(Records from a data source)
──────
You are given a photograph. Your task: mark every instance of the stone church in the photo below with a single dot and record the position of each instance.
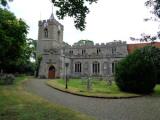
(88, 59)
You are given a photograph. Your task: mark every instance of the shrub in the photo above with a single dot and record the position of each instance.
(137, 72)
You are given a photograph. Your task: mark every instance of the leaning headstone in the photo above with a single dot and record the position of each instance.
(89, 84)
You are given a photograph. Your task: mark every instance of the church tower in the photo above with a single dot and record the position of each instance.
(50, 40)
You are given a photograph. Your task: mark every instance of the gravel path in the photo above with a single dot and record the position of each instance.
(142, 108)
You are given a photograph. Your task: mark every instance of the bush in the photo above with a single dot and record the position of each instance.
(7, 79)
(137, 72)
──────
§ ASSIGNMENT
With both ends included, please retype exactly the lines from the line containing "of the leaning" to the final line of the data.

§ SOLUTION FOR THIS TASK
You are given a photograph. Your task: mark every instance of the leaning headstone in the photo above with a single dot and record the position of each instance.
(89, 84)
You are given a photograph. Your task: mark every instance of the church tower in the photo above with a single dot and record the position of each instance.
(50, 40)
You are given a photograph. Your task: mark every instance of the gravel path in the photo above with a single dot and record the position of each instance.
(142, 108)
You are given a photograph. Your task: mark every instance of the bush in the photo above with a single dot and record the position of each instance.
(7, 79)
(137, 72)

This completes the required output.